Starting a company can be hugely educational but probably not if it's just an
exercise in PR and fundraising, which all biotech companies are until they can
actually start selling (usually years after inception).

So, not to be negative, but would like to see something a bit more critical
and less gushing from Nature. It's a thinly veiled PR piece for the Church
lab.

------
_of
Most of these will be defunct a few years from now, they run on VC money.
Becoming profitable in biotech is much harder than IT.

------
ssivark
Very interesting article; well worth reading the whole thing. Exciting to see
startups in the "hard tech" space!

Also, complete transcription of the conversation with George Church:
[https://bioengineeringcommunity.nature.com/users/20939-laura...](https://bioengineeringcommunity.nature.com/users/20939-laura-
defrancesco/posts/57342-a-conversation-with-george-church)

Some choice excerpts:

> _Shendure feels the inflection point came in 2010, with the founding of
> AbVitro by Church and his then-postdoc Francois Vigneault. AbVitro may to
> this day hold a special place in the annals of startups from the Church lab.
> After starting from only a little over $3 million in startup funding from a
> single VC firm, Sante Ventures, in 2012, the company was snapped up by Juno
> for $125 million four years later. That was followed by Celgene’s purchase
> of Juno, and more importantly led to several cell therapies now in the
> investigational new drug (IND) phase, according to Vigneault. “[Church]
> never had a really big success until we decided to do AbVitro and that one
> ended up knocking it out of the ball park. That triggered a lot of people to
> start companies because it looks easy from the outside,” he says. “It’s
> not,” he adds. [...] Whether or not AbVitro was the bellwether, the pace
> began picking up around 2015, and reached a fevered pitch in 2018._

> _[...] biggest change from the past is that lab members are stepping up to
> take the role of CEO, rather than chief scientific officer (CSO) or chief
> technology officer (CTO). He sees an upswing in entrepreneurial verve across
> the university, but especially coming out of the Church lab. “They really
> have a desire to take on that business challenge of managing the company and
> growing the opportunity, seeking out the financing, seeking out the
> collaborations, and really focusing on the business aspect [...]_

> _[...] the current startup environment is different from that of the past in
> several significant ways. There is a very rich ecosystem of infrastructure
> for startups to launch into. “Places like LabCentral or Alexandria
> LaunchLabs are where you have a full BSL2 [biosafety level 2] lab ready to
> go and you can rent a bench on and have access to equipment for relatively
> small amounts of money,” he says. Access to capital is high for these kinds
> of ventures, he says, adding that a new breed of scientific founder is also
> emerging. “They have grown up in the era of startups, and have technology,
> multidisciplinary backgrounds across biology, computer science and
> engineering,” [...]_

> _In addition, the technology may now be catching up with some of the Church
> “crazy” ideas of years past. Cain McCleary, of KdT Ventures, which has
> invested in two from this cohort and one a few years back, says, “I feel
> like he’s consistently been ahead of his time in creating tool sets, but all
> of a sudden, our analysis and manufacturing has caught up to it, so it’s a
> particularly special time for folks in his lab,” he says._

------
amelius
How many patents did this produce, and how many of them were essentially
funded by public money?

------
buboard
how many of them were running away from academia? It's no secret that the
academic prospect of perpetual postdoctry is unattractive.

::::

**ASSIGNED TASK 1**
According to the thread, why does Cain McCleary call this a particularly special time for people in Church's lab? Answer in one to three sentences.
**ASSIGNED TASK 2**
Repeat the part of the thread that begins at the words "Starting a company", and stop after "on VC money.".

**DATA TO EXAMINE**
::::

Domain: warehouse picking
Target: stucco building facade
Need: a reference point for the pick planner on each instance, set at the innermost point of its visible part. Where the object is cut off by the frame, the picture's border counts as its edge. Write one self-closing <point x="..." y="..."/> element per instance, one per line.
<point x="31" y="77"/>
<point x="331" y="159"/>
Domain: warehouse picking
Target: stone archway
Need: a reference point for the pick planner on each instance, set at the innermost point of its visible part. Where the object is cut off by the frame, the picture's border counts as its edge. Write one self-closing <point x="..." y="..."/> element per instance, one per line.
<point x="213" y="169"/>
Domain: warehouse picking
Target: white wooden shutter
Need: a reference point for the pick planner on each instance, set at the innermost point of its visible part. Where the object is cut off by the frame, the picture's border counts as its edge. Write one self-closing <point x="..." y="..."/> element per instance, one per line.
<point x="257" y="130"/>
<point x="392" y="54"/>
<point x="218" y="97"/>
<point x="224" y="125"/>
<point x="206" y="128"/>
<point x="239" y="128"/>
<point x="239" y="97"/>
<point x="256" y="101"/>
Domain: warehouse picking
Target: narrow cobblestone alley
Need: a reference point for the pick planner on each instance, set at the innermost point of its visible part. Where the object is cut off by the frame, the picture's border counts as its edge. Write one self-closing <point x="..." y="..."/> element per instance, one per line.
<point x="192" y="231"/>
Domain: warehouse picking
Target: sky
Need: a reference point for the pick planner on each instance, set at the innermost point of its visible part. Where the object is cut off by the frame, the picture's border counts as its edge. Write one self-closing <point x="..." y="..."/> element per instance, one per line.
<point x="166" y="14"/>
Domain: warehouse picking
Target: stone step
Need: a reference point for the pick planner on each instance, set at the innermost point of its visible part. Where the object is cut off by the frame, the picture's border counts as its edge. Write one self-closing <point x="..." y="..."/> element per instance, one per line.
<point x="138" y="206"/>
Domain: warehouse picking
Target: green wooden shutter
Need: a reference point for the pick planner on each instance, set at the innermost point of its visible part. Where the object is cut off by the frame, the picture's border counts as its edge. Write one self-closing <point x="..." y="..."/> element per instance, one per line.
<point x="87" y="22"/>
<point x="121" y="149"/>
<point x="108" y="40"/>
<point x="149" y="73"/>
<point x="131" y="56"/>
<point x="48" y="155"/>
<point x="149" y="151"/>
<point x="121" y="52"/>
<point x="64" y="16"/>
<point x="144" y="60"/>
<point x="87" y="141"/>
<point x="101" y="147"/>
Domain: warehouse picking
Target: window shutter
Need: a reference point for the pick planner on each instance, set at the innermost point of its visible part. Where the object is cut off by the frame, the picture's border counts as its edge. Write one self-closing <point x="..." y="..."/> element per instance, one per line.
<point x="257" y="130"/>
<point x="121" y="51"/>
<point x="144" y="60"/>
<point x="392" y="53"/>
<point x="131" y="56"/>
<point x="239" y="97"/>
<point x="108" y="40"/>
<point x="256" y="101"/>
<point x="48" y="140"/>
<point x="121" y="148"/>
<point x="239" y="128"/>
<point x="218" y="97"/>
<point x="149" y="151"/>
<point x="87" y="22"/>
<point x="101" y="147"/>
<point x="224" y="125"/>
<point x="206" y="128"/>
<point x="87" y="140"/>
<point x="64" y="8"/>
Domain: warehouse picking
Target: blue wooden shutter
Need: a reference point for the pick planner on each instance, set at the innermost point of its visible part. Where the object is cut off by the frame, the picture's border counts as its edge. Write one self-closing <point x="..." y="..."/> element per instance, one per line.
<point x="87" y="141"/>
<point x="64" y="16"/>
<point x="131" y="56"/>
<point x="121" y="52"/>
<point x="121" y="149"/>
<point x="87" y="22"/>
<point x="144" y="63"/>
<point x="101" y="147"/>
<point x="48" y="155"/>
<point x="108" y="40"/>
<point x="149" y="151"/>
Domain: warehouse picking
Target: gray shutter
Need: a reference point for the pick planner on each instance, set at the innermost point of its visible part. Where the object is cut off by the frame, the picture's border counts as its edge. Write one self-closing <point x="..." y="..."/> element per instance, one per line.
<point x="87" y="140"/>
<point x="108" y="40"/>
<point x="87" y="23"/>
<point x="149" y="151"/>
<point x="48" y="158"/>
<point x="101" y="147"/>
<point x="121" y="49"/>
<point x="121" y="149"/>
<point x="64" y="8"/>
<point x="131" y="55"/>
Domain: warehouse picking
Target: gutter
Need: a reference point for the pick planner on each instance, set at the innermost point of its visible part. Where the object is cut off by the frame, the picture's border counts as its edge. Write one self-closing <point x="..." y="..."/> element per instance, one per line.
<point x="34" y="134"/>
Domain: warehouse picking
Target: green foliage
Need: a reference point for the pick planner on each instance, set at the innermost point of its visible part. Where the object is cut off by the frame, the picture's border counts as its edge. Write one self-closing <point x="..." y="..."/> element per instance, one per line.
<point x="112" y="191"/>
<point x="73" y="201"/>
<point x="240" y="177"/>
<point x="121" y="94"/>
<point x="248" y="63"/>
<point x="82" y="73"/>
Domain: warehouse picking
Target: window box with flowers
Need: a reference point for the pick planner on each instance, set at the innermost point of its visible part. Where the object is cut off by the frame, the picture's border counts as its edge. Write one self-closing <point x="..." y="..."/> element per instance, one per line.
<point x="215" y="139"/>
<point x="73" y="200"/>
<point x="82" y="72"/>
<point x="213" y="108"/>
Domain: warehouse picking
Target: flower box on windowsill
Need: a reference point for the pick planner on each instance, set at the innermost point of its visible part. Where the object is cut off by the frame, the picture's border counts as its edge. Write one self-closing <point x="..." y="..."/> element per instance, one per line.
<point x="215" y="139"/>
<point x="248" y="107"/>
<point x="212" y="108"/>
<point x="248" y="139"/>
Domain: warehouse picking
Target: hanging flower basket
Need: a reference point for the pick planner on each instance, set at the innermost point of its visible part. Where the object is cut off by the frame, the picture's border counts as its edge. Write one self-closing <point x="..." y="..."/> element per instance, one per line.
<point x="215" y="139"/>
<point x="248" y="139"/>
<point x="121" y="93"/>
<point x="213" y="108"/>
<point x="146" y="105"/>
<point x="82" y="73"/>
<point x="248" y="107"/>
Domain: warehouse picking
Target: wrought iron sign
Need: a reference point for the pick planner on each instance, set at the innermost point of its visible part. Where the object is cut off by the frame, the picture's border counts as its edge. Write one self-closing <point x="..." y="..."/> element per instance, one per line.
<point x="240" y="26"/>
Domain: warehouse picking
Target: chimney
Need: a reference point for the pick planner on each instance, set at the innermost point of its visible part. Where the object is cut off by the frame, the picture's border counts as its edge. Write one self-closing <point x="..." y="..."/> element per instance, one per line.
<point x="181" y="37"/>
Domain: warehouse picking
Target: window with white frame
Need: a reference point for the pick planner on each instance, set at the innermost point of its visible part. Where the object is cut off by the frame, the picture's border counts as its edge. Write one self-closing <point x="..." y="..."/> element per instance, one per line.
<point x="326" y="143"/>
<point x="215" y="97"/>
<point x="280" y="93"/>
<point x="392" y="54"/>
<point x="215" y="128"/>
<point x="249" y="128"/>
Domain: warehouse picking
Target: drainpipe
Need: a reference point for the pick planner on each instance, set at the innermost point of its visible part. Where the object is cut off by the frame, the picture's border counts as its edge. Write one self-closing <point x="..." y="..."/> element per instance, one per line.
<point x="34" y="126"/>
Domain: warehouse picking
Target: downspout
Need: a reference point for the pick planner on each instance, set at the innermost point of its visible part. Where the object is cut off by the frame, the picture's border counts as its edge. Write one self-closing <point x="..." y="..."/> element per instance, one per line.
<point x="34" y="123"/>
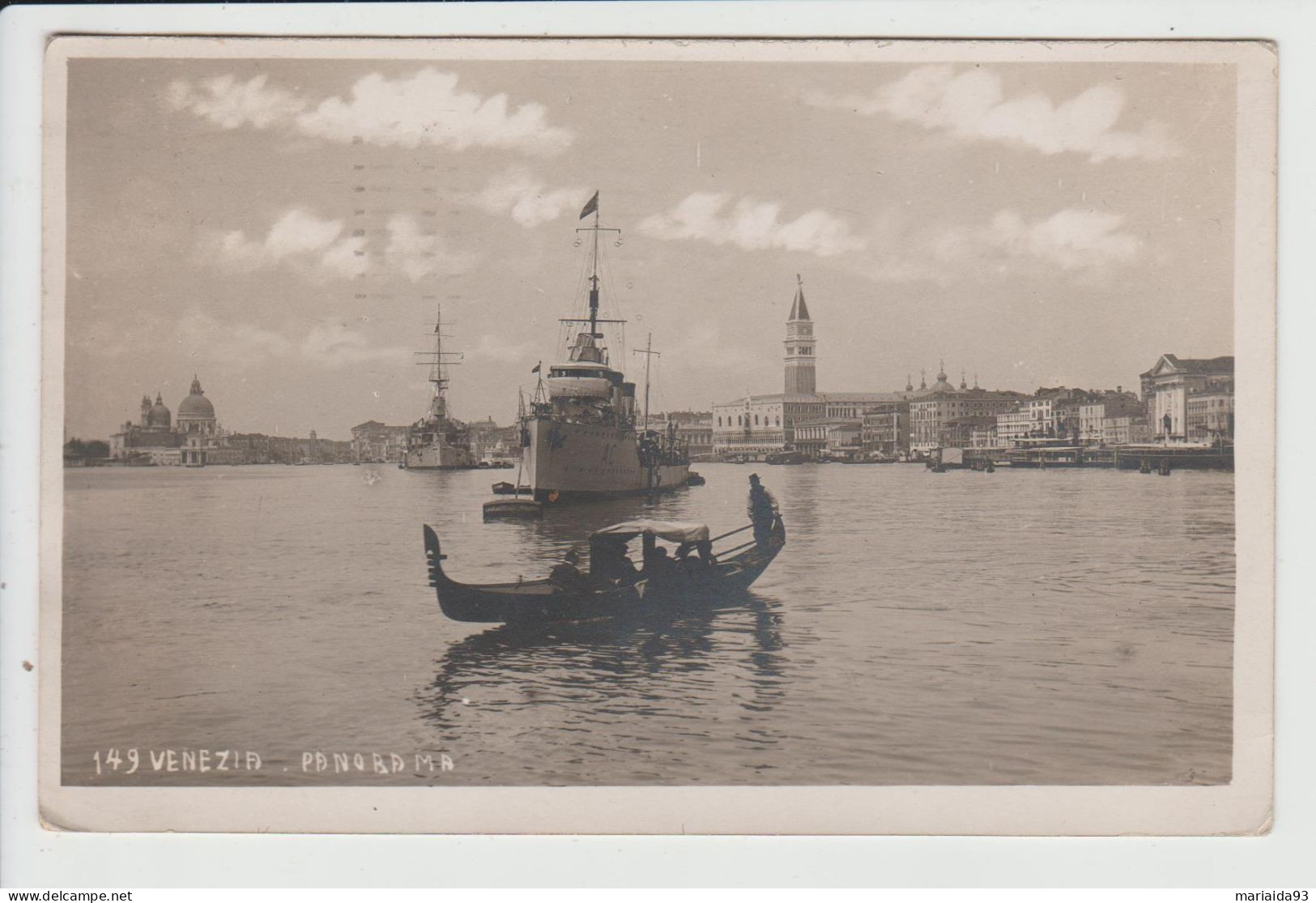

::::

**SOLUTION 1**
He says Church has consistently been ahead of his time in creating tool sets. Now analysis and manufacturing have suddenly caught up to those tools.

**SOLUTION 2**
Starting a company can be hugely educational but probably not if it's just an
exercise in PR and fundraising, which all biotech companies are until they can
actually start selling (usually years after inception).

So, not to be negative, but would like to see something a bit more critical
and less gushing from Nature. It's a thinly veiled PR piece for the Church
lab.

------
_of
Most of these will be defunct a few years from now, they run on VC money.